■ WHAT IS NEEDED
Within the entries below, find each line containing the word "TARGET" and copy it.
───── DATA PROVIDED
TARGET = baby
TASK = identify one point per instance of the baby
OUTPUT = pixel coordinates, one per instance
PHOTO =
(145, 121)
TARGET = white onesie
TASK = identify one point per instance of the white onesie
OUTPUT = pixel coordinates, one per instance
──────────
───── DATA PROVIDED
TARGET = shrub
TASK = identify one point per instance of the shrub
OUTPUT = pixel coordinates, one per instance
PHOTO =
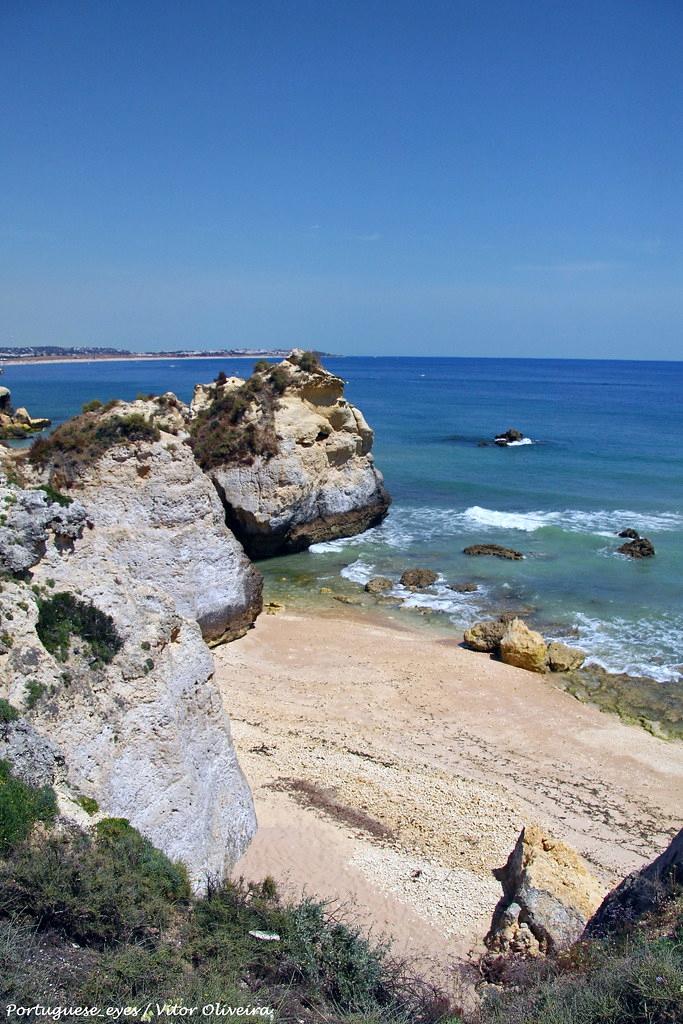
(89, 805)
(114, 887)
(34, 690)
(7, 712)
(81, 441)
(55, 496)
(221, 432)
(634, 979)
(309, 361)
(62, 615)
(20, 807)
──────────
■ RESPONSE TO THE TASK
TARGET = baby
TARGET = white onesie
TARGET = shrub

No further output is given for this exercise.